---------- Passage to read ----------
In recaptured Guam, Dr. Ramon Sablan, a keen-faced, 42-year-old native Chamorro, last week was elbow-deep again in his remarkable career. He serves as health officer and sole civilian doctor for the island's 20,000 natives. His head quarters are two thatch-roofed hospitals where he and a dozen nurses, locally-trained, treat the usual spate of tropical diseases and Guam's chief scourges, tuberculosis and trachoma (an eye infection).
The education of versatile Dr. Sablan has involved a series of shuttles across the Pacific. He first traveled to the U.S. at Government expense in the early '20s to study agriculture. In 1924, after getting a degree at Oklahoma A. & M., he returned to his island to teach agriculture and music. On a second trip to the U.S., he got his master's degree in agriculture. His third trip, lasting seven years, was to study medicine. He got back home in 1940 with an M.D. from the University of Louisville School of Medicine.
From then on, he was official physician for Pan American Airways, examiner for a U.S. life-insurance company, a civic leader in Agana, Guam's largest town. When the Government ordered all U.S. families home, A.P.'s Guam correspondent, pretty Mrs. Dorothy Trady Perry, had to go. Dr. Sablan took over her job, filed the news faithfully until the Japs came.
---------- Provided records ----------
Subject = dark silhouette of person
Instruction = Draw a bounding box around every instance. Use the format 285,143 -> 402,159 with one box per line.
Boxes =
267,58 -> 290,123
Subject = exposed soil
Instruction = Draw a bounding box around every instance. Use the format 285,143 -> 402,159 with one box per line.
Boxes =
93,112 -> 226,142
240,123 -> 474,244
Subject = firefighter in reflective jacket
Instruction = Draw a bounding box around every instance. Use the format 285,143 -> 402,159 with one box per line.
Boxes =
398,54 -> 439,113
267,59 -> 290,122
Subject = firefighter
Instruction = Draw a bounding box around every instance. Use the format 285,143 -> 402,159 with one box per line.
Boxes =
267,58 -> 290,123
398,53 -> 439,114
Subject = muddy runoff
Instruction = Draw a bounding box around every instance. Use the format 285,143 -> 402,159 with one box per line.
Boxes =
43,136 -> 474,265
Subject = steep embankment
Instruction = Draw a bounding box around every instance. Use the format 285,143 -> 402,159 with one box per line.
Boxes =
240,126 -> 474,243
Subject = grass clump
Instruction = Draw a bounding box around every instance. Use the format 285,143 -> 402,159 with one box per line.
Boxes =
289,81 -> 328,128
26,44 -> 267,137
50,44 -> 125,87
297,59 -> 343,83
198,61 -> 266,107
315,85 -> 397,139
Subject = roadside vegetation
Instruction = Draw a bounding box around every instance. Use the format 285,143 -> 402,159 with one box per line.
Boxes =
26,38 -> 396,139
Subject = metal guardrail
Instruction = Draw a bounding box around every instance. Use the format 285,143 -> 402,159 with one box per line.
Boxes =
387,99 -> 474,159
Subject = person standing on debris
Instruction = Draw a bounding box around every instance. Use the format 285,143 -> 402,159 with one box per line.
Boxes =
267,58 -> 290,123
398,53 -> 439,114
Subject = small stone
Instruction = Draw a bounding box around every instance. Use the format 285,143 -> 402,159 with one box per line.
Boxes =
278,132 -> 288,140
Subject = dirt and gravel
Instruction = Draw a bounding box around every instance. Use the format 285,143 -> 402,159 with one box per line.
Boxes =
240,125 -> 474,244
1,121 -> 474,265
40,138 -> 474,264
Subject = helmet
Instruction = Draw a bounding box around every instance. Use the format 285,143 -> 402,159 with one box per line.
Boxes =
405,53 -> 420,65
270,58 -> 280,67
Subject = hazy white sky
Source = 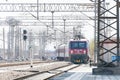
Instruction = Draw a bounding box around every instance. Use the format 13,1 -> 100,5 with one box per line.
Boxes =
0,0 -> 94,48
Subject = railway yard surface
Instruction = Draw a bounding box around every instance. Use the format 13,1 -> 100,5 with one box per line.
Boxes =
0,62 -> 69,80
0,61 -> 120,80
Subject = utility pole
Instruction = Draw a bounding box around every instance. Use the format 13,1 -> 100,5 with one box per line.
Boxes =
37,0 -> 39,20
51,11 -> 54,28
63,19 -> 66,60
3,28 -> 6,59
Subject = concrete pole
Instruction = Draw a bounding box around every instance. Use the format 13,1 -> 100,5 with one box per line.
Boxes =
51,11 -> 54,28
37,0 -> 39,20
63,19 -> 66,60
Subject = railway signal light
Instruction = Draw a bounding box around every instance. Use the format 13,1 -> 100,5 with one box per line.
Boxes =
23,30 -> 27,40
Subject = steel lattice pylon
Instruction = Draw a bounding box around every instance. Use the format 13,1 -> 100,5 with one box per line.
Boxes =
97,0 -> 119,67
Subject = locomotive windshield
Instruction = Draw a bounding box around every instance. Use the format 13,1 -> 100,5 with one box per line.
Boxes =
69,41 -> 87,49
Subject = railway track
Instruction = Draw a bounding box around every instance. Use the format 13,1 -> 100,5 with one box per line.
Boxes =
14,64 -> 80,80
0,61 -> 56,67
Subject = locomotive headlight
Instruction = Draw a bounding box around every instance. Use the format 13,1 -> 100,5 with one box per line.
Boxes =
83,50 -> 86,54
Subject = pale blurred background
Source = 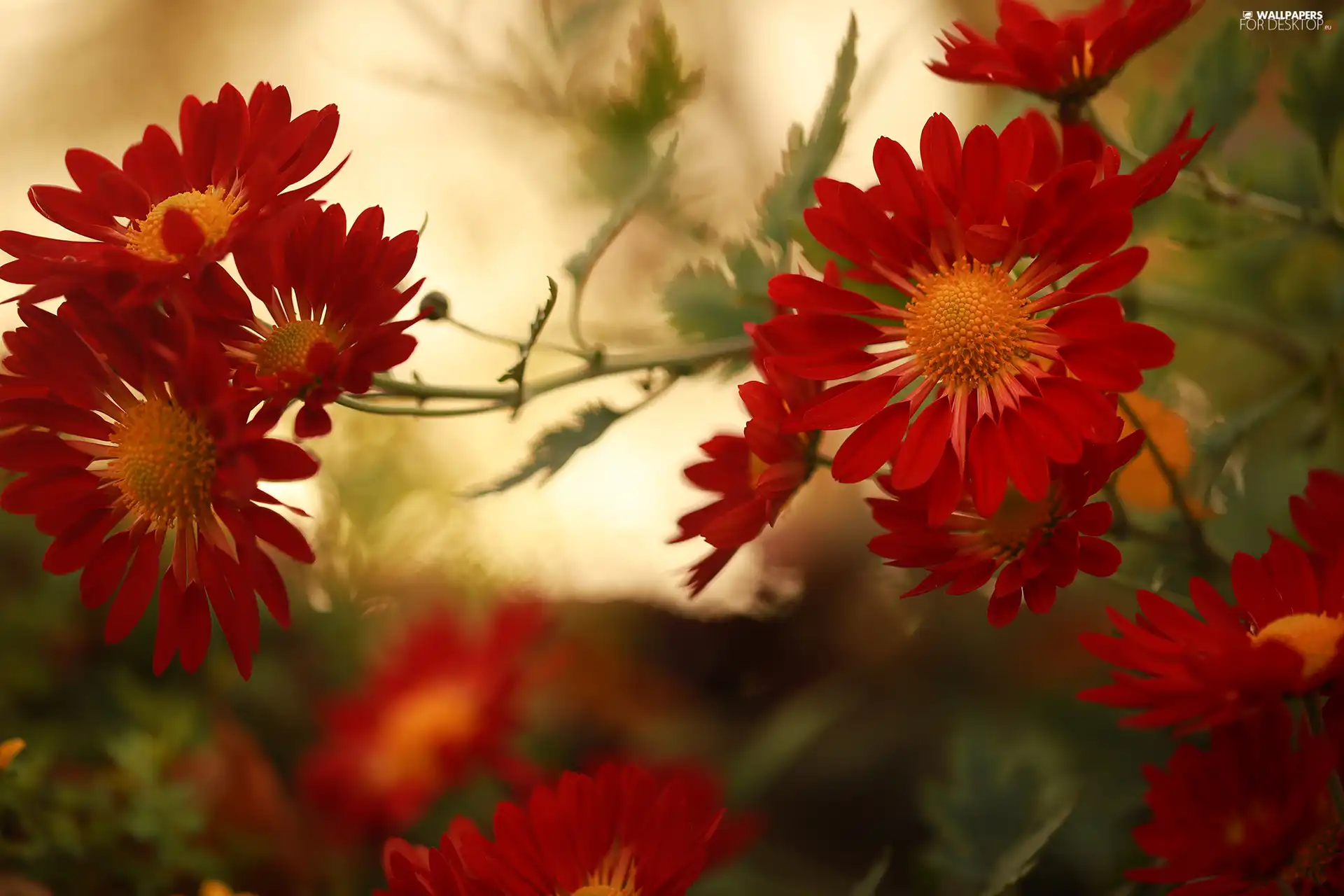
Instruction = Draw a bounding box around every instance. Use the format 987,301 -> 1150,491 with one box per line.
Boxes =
0,0 -> 983,612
----------
### [Required action A]
Summarize the passage on Dr. Ramon Sablan in two sentences.
### [Required action B]
Carry on the account of Dr. Ramon Sablan past its last sentence.
The items were taken from a separate source.

### [Exercise result A]
Dr. Ramon Sablan, a 42-year-old Chamorro, is health officer and sole civilian doctor for Guam's 20,000 natives, treating tropical diseases, tuberculosis and trachoma with a dozen locally trained nurses in two thatch-roofed hospitals. After several trips to the U.S. to study agriculture and then medicine, he came home in 1940 with an M.D. from the University of Louisville, then worked as a physician and civic leader and filed news for the A.P. until the Japanese came.

### [Exercise result B]
Dr. Sablan's wife and little daughter got out in time, arrived in San Francisco on Dec. 7, 1941. Mrs. Sablan got a job in an aircraft factory in Louisville (her husband hopes that he can go there for a vacation when things quiet down). Back in Guam, Dr. Sablan took to the hills with most of the population. Of those who stayed in the towns, some were mistreated by the Japs and fled to him for treatment.
Navy men say that Dr. Sablan did "a great job" in spite of dwindling food supplies and the lack of drugshe has a knack for keeping villages immaculate, the greatest public-health safeguard. As he has not been paid in three years, his Army and Navy friends are now trying to get an appropriation for him.